───── Dataset excerpts ─────

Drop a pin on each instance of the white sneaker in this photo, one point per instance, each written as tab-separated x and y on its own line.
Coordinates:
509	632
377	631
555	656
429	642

─────

**Aim of the exercise:** All of the records go in your answer, copied exactly.

**Exercise response:**
Drop a pin on each instance of the white sneaker in this photo, one point per instance, each written as tab-separated x and y on its own line.
Coordinates:
509	632
377	631
555	656
429	642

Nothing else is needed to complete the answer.